#### Consegna
Prosegui l'articolo sull'arresto del maresciallo forestale Carmine Greco, ripartendo subito dopo la sua ultima frase.

#### Brano del documento
========================================
CATANZARO L’inchiesta è un filone dell’indagine antimafia Stige e ha portato in carcere Carmine Greco, “Carminuzzu”, 53 anni, comandante della stazione carabinieri forestali di Longobucco, arrestato nella notte tra venerdì e sabato dalla Dda di Catanzaro. L’accusa è tremenda: il militare – che in passato era stato consulente degli ex ministri Clini e Galletti – avrebbe favorito un gruppo imprenditoriale vicino alle cosche di Cirò Marina, manovrando l’inchiesta che ha portato all’arresto di una dirigente di Calabria Verde, Antonietta Caruso, che avrebbe ricevuto una mazzetta da 20mila euro da Antonio Spadafora, titolare di un’azienda attiva nel settore dei legnami. Ma andiamo con ordine.
RAPPORTI CON I CLAN Il maresciallo arrestato per associazione mafiosa il maresciallo è stato impegnato nell’inchiesta su Calabria Verde, su delega della procura di Castrovillari. Ed è sempre stato in primo piano nelle diverse vicende che hanno riguardato le indagini sulle infiltrazioni criminali nella Sila. Secondo l’accusa, però, da una parte avrebbe favorito gli imprenditori Spadafora, ritenuti espressione delle cosche cirotane e finiti, e dall’altra si sarebbe fatto aiutare proprio da loro per manipolare l’indagine su una dirigente di Calabria Verde e un agronomo poi arrestati dalla Procura di Castrovillari anche grazie ad alcune prove. Il guaio è che sarebbero state confezionate ad arte. Questo filone parallelo dell’indagine “Stige” rischia di estendersi a pezzi delle istituzioni in contatto con il maresciallo, menzionato in passato dal pentito Francesco Oliverio, ex capo del locale di Belvedere Spinello, nel Crotonese. Fu proprio Oliverio a raccontare la scalata criminale degli Spadafora. Il pentito parlò anche di “mazzette” e quote in denaro passate ad alcuni forestali per far funzionare il sistema dei tagli e fare in modo che a lavorare fossero soltanto le imprese amiche della cosca, effettuando tagli di legname anche senza autorizzazione. Uno degli ingranaggi del sistema sarebbe stato proprio Greco, ricompensato dagli “amici” al momento opportuno, con soffiate e denunce.
========================================
Voci salvate
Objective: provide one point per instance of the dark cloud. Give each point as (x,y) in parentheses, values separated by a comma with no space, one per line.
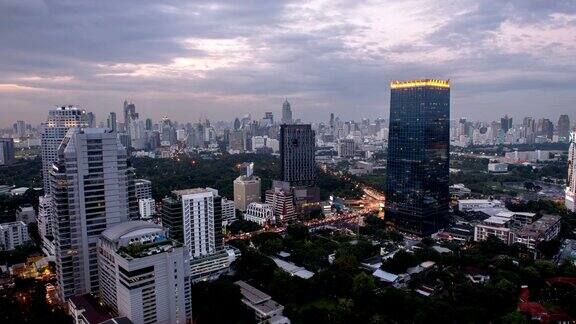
(245,56)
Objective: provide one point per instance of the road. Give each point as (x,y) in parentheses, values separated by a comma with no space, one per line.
(371,201)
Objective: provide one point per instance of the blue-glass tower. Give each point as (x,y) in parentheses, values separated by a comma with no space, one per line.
(417,194)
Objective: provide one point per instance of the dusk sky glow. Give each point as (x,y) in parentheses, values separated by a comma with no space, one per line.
(222,59)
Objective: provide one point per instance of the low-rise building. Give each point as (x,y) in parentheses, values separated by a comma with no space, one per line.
(143,274)
(497,167)
(147,208)
(12,235)
(474,204)
(264,307)
(260,213)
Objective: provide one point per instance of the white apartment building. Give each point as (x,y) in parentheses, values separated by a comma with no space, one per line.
(90,193)
(147,208)
(12,235)
(228,211)
(144,275)
(59,121)
(570,198)
(45,224)
(260,213)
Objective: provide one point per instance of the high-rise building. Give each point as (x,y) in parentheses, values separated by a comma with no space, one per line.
(297,155)
(282,202)
(143,188)
(6,151)
(506,123)
(129,115)
(570,198)
(147,208)
(346,147)
(12,235)
(286,113)
(247,189)
(111,122)
(45,225)
(91,119)
(144,275)
(195,217)
(237,142)
(228,211)
(418,155)
(90,185)
(59,121)
(564,128)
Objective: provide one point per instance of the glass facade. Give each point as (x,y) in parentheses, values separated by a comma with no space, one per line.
(417,178)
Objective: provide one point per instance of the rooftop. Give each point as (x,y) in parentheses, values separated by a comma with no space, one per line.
(397,84)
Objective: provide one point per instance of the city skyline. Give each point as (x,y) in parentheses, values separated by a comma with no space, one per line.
(506,57)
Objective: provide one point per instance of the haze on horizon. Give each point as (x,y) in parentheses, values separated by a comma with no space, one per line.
(222,59)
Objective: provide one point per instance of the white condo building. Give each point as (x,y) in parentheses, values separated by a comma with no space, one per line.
(147,208)
(45,225)
(13,235)
(144,275)
(194,217)
(90,193)
(571,180)
(260,213)
(59,121)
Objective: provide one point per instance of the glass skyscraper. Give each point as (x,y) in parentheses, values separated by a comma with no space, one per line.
(418,155)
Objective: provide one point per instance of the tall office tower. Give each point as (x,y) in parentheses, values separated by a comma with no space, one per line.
(168,133)
(138,135)
(129,115)
(143,188)
(91,119)
(282,201)
(90,193)
(194,217)
(228,211)
(6,151)
(506,123)
(346,147)
(571,181)
(297,155)
(418,154)
(286,113)
(45,225)
(20,128)
(564,128)
(237,141)
(144,275)
(111,121)
(59,121)
(247,189)
(268,118)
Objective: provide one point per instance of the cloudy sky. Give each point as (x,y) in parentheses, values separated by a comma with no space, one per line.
(221,59)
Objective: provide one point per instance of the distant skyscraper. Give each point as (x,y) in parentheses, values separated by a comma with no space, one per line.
(506,123)
(286,112)
(6,151)
(247,189)
(111,122)
(144,275)
(418,154)
(59,121)
(571,180)
(91,119)
(297,155)
(564,127)
(90,193)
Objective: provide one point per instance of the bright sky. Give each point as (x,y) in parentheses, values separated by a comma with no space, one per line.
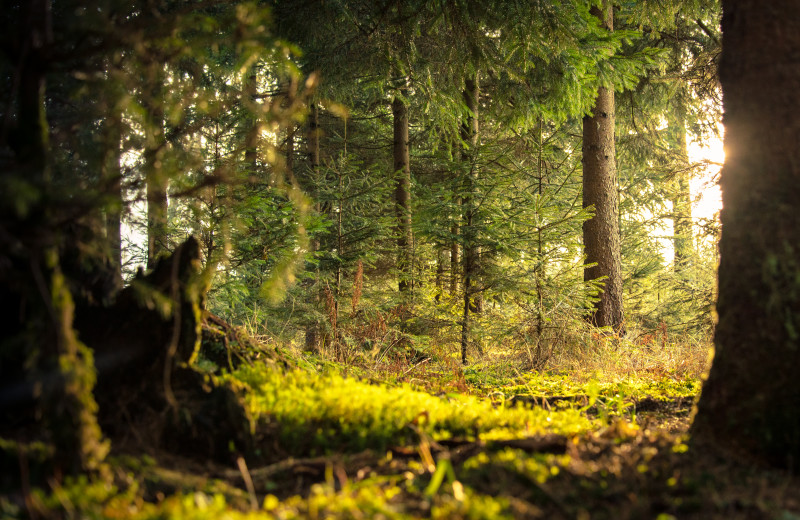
========================================
#### Risposta
L’INDAGINE MANIPOLATA E’ in questo contesto che si inserirebbe l’arresto di Antonietta Caruso, finita ai domiciliari a fine aprile assieme all’agronomo Salvatore Procopio. La Procura di Castrovillari aveva delegato l’indagine al maresciallo Greco. E fu proprio lui, nell’ottobre 2017, a fermarla in un posto di blocco trovandola in possesso di 20mila euro appena versati da Antonio Spadafora per accelerare una pratica relativa a un lotto boschivo. Qui la trama si infittisce. Nelle carte dell’inchiesta sulla mazzetta, infatti, compare un sms che suona come un’accusa pesante nei confronti della Caruso. Lo manda Spadafora, evidenziando la propria delusione rispetto alla dazione di 20mila euro alla quale non era conseguito lo sblocco dei lotti boschivi, in base a quanto la funzionaria pubblica aveva promesso. E’ lo stesso Spadafora (che grazie al messaggino diventa “concusso”, ridimensionando la propria posizione), secondo quanto riporta il Fatto Quotidiano a rivelare la genesi dell’sms: “Quel messaggio ce l’ha mandato proprio l’ispettore Greco”, dirà mentre gli investigatori di Catanzaro lo ascoltano. Sono gli stessi investigatori che, dopo aver piazzato una microspia nell’auto di servizio del maresciallo, scoprono una fuga di notizie. Greco sca di essere indagato e, al telefono, ipotizza una linea difensiva. Sbaglierà i suoi conti: “spera” in un’accusa per abuso d’ufficio, ma la Dda indaga sui suoi rapporti con la ‘ndrangheta.